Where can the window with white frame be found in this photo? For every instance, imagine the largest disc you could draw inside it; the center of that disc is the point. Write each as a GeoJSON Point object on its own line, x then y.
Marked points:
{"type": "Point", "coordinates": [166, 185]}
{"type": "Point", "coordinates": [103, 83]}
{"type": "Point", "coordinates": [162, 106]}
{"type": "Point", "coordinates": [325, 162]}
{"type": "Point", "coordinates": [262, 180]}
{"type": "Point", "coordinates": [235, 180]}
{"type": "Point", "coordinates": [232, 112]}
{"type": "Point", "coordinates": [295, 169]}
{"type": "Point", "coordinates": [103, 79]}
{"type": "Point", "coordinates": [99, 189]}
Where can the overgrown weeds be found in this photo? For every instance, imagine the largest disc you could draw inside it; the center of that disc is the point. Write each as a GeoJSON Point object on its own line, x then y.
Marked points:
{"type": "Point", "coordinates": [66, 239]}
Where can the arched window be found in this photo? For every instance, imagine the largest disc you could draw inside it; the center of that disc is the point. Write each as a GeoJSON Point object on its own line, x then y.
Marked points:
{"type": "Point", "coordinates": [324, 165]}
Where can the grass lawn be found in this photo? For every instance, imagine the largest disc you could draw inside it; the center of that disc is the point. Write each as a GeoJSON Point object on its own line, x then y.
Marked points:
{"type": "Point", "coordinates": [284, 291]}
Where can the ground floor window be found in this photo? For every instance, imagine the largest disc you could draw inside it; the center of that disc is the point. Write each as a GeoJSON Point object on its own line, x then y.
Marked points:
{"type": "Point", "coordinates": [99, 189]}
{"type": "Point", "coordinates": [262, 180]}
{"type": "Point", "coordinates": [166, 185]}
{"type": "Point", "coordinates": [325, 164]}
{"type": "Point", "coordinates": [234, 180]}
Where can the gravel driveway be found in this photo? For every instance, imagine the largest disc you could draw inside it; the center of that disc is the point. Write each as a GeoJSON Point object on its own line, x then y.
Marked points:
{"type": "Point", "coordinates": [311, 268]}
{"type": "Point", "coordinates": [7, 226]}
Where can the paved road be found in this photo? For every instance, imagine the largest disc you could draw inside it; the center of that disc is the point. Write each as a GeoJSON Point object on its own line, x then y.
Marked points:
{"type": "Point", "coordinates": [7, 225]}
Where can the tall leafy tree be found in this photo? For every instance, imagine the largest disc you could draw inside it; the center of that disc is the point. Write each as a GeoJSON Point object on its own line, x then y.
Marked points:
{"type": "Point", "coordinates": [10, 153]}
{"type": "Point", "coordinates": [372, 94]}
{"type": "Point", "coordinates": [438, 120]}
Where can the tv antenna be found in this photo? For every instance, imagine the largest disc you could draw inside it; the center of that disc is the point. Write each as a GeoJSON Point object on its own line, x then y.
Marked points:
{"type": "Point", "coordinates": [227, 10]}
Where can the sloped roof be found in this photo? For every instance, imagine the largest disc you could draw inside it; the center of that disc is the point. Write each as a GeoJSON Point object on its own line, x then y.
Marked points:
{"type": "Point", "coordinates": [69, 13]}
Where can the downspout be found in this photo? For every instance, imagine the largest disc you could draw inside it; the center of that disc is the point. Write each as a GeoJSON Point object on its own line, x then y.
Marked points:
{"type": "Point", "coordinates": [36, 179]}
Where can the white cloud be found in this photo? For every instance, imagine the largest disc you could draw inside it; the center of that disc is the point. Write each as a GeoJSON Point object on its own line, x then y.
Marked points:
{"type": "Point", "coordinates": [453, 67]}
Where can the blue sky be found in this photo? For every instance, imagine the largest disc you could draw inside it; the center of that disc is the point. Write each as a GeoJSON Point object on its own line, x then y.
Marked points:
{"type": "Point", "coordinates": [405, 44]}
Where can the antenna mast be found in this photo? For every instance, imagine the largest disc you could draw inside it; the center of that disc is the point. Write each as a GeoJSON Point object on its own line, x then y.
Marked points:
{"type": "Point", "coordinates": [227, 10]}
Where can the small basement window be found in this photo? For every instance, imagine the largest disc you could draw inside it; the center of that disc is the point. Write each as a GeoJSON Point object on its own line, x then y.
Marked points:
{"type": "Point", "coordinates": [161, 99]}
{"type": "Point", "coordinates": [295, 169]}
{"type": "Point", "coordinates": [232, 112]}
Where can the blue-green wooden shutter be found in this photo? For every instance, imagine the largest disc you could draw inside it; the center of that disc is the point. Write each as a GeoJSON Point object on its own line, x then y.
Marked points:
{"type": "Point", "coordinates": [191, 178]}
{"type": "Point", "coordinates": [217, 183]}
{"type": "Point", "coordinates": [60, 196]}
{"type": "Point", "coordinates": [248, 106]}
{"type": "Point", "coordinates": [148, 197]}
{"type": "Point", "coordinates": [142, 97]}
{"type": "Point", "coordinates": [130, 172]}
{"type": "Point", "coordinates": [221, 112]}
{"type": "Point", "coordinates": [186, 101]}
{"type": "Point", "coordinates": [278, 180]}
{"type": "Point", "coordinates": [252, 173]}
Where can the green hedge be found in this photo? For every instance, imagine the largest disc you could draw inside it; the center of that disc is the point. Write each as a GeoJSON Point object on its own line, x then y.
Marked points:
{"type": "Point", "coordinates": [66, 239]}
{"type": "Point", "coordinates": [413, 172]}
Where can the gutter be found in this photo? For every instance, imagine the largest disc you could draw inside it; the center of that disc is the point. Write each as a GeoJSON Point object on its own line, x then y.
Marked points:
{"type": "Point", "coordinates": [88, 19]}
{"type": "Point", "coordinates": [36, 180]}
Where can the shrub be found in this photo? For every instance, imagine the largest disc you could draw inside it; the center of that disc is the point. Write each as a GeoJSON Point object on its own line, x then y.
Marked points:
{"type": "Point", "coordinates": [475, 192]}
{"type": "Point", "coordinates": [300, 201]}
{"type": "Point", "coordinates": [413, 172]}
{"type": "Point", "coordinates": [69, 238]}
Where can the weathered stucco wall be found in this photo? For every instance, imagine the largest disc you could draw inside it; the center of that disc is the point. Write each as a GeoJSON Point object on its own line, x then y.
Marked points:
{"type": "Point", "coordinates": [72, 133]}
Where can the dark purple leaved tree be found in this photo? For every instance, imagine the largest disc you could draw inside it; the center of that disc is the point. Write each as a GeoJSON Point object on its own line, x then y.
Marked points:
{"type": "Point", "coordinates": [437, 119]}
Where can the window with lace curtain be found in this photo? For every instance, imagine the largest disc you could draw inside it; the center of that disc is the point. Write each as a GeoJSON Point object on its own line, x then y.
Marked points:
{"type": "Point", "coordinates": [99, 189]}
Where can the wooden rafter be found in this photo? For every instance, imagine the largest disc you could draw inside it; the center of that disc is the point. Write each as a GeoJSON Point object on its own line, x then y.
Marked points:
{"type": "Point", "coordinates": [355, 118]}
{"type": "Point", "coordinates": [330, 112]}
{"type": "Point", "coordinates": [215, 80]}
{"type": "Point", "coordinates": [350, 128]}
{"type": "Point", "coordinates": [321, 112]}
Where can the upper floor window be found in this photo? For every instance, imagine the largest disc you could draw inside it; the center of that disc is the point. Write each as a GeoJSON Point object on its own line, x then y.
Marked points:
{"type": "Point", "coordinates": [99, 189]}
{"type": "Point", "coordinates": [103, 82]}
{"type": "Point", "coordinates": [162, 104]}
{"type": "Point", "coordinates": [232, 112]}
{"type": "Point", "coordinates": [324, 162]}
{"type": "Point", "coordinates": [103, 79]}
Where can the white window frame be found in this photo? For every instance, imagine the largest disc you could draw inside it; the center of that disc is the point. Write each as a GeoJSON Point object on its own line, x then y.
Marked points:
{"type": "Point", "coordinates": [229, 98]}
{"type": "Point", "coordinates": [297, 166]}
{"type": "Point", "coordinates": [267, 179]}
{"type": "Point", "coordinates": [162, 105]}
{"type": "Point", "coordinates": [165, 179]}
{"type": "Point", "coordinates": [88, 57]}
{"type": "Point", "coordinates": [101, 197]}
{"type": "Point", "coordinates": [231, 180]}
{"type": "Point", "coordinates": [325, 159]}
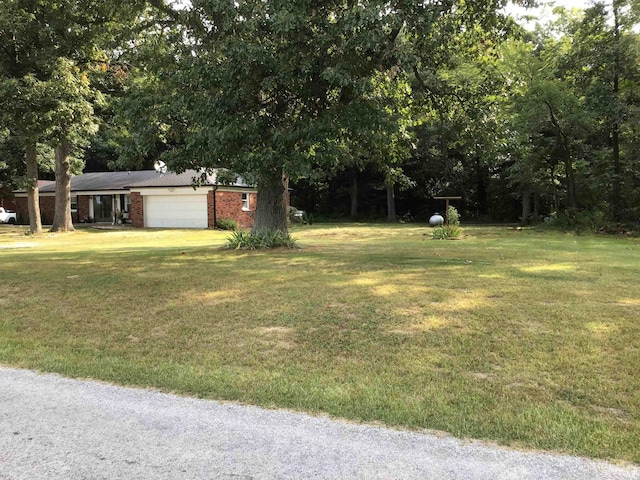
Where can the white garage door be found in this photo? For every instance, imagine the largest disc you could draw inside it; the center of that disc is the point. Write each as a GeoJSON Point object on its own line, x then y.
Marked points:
{"type": "Point", "coordinates": [175, 211]}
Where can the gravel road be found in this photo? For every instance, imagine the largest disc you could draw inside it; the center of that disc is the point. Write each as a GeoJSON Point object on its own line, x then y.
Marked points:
{"type": "Point", "coordinates": [57, 428]}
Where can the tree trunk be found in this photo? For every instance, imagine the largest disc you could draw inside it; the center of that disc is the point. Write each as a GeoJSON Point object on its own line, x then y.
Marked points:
{"type": "Point", "coordinates": [391, 202]}
{"type": "Point", "coordinates": [571, 183]}
{"type": "Point", "coordinates": [481, 188]}
{"type": "Point", "coordinates": [526, 207]}
{"type": "Point", "coordinates": [62, 218]}
{"type": "Point", "coordinates": [353, 193]}
{"type": "Point", "coordinates": [33, 192]}
{"type": "Point", "coordinates": [273, 202]}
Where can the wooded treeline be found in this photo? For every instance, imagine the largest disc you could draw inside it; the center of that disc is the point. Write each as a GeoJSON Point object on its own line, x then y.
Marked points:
{"type": "Point", "coordinates": [365, 109]}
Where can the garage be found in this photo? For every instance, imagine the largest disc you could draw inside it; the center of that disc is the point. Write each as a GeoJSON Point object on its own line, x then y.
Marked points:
{"type": "Point", "coordinates": [175, 211]}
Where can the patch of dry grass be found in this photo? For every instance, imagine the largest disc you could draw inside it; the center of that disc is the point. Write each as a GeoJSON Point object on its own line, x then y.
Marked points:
{"type": "Point", "coordinates": [527, 338]}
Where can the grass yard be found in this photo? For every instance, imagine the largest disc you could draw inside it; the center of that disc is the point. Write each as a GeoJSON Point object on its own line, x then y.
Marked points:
{"type": "Point", "coordinates": [527, 338]}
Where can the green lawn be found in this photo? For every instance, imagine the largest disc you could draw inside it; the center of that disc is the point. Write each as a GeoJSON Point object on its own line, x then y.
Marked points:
{"type": "Point", "coordinates": [527, 338]}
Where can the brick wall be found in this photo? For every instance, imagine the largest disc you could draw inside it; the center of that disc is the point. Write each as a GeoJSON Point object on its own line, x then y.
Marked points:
{"type": "Point", "coordinates": [137, 210]}
{"type": "Point", "coordinates": [229, 205]}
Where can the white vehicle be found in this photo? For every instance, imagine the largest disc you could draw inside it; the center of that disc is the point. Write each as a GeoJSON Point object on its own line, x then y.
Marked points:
{"type": "Point", "coordinates": [7, 216]}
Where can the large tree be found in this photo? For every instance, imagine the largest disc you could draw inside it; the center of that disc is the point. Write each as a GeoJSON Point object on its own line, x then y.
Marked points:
{"type": "Point", "coordinates": [48, 47]}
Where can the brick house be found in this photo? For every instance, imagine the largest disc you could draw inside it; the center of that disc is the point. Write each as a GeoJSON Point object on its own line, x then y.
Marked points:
{"type": "Point", "coordinates": [149, 199]}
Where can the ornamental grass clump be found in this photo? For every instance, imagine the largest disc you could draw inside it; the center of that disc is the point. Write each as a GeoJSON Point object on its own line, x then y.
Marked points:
{"type": "Point", "coordinates": [260, 240]}
{"type": "Point", "coordinates": [451, 228]}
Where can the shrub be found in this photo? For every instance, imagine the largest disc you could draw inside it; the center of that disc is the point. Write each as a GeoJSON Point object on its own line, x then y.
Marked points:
{"type": "Point", "coordinates": [263, 239]}
{"type": "Point", "coordinates": [451, 229]}
{"type": "Point", "coordinates": [453, 217]}
{"type": "Point", "coordinates": [227, 224]}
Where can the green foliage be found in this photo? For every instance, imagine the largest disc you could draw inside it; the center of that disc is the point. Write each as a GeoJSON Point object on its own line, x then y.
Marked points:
{"type": "Point", "coordinates": [453, 217]}
{"type": "Point", "coordinates": [227, 224]}
{"type": "Point", "coordinates": [261, 240]}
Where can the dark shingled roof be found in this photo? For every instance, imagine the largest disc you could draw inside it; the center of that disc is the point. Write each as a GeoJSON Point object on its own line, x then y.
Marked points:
{"type": "Point", "coordinates": [96, 181]}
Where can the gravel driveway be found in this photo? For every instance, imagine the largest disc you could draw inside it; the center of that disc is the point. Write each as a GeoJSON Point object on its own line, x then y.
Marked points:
{"type": "Point", "coordinates": [57, 428]}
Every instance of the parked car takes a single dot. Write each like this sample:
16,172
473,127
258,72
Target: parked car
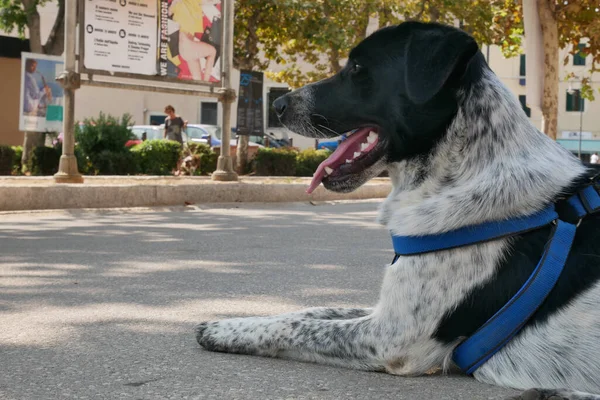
192,133
145,132
200,133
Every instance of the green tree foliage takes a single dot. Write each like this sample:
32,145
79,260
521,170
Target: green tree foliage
17,15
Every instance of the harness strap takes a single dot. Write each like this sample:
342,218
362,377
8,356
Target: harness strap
509,320
586,201
413,245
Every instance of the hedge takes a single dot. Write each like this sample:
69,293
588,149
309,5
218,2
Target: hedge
157,157
275,162
198,159
308,160
288,161
101,145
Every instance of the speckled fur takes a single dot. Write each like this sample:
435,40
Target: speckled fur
491,164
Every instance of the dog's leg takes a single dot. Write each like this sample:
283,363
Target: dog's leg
330,313
554,394
355,343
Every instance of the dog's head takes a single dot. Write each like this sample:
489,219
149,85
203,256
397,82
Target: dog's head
394,100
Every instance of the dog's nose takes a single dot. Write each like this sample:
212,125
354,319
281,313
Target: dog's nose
280,105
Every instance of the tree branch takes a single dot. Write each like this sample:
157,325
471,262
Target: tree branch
33,23
56,40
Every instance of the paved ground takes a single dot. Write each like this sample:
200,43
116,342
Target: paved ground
102,304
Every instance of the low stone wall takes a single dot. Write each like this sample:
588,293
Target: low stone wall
107,192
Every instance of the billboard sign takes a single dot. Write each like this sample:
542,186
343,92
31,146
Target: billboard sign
121,36
174,39
41,105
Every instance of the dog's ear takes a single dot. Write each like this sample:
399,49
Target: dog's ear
432,56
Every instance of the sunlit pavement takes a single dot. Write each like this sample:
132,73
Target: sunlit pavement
102,304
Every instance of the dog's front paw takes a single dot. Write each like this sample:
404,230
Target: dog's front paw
207,337
544,394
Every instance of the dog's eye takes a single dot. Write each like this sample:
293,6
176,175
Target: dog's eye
354,68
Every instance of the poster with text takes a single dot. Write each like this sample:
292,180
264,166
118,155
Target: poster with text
190,40
250,104
41,105
121,35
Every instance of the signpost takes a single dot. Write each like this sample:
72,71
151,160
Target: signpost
250,104
168,46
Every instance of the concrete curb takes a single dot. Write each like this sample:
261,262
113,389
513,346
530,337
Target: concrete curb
43,194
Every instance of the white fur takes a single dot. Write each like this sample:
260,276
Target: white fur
521,175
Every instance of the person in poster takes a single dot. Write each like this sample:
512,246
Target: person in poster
193,42
37,93
41,103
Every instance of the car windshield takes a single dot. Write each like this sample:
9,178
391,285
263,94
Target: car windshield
194,132
213,130
151,132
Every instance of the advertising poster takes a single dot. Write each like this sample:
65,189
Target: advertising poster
41,106
190,40
250,104
121,35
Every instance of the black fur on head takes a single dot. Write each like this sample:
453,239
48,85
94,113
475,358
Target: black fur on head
402,80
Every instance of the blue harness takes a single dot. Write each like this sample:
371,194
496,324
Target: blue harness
509,320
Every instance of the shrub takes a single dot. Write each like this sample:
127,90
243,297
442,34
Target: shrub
7,156
198,159
17,166
308,160
103,133
44,161
157,157
101,145
115,163
275,162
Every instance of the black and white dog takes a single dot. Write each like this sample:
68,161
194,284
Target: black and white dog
421,103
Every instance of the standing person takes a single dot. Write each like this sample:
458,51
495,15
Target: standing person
174,124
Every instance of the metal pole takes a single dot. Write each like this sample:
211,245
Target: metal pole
225,170
70,81
580,124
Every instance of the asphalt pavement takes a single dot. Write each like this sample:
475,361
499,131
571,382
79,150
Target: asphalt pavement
101,304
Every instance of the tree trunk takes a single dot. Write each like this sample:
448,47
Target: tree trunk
30,142
550,92
242,154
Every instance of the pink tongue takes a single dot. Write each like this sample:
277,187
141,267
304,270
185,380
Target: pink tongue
338,157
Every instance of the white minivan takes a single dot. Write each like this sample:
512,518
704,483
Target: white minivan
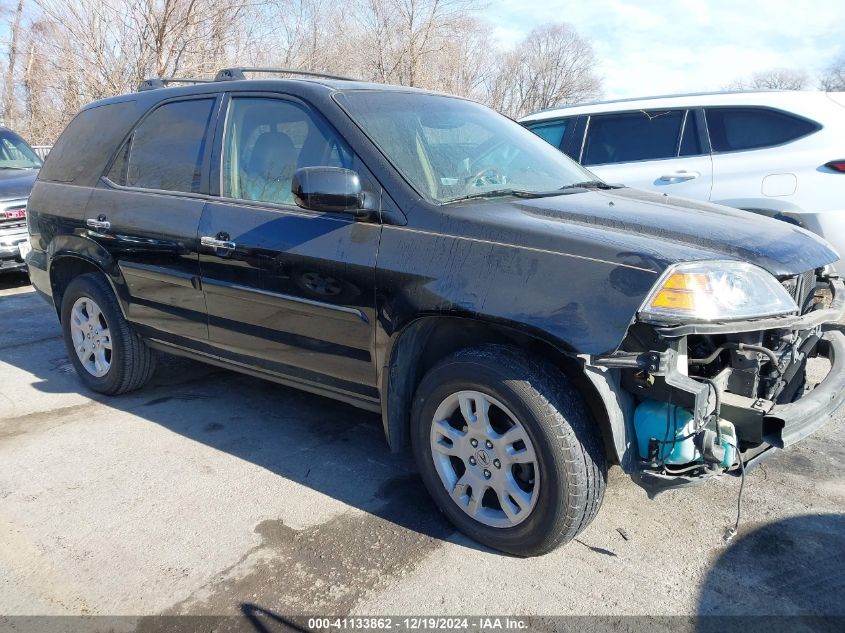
780,153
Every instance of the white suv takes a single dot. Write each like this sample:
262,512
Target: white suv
777,153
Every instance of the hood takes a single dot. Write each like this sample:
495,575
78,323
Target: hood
16,183
651,231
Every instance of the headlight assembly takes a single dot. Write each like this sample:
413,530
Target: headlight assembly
716,291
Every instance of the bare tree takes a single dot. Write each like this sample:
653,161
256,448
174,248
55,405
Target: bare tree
65,53
9,80
406,39
833,79
773,79
552,65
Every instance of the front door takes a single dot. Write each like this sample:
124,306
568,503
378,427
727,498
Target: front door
146,212
288,290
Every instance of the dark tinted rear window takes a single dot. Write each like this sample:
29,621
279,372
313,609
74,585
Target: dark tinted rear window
550,131
82,151
733,129
165,151
632,136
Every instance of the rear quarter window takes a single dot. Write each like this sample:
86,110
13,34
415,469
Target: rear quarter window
734,129
83,150
633,136
165,152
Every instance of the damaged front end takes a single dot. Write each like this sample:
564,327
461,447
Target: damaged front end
714,395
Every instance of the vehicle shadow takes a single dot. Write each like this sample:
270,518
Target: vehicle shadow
786,575
9,280
317,442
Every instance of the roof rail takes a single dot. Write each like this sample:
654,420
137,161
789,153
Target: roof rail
154,84
236,74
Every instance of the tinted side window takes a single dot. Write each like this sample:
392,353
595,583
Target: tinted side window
734,129
551,131
85,147
165,151
622,138
267,140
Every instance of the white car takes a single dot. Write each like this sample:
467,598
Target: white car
779,153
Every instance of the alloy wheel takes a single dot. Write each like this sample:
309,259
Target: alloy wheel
91,336
485,459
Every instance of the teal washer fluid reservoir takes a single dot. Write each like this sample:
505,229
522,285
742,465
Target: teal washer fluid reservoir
650,422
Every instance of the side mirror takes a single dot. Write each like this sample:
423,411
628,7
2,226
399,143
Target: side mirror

HOW TO COMPLETE THIS TASK: Going through the listing above, count the lines in which the word "wooden" appears, and give only the number.

SOLUTION: 2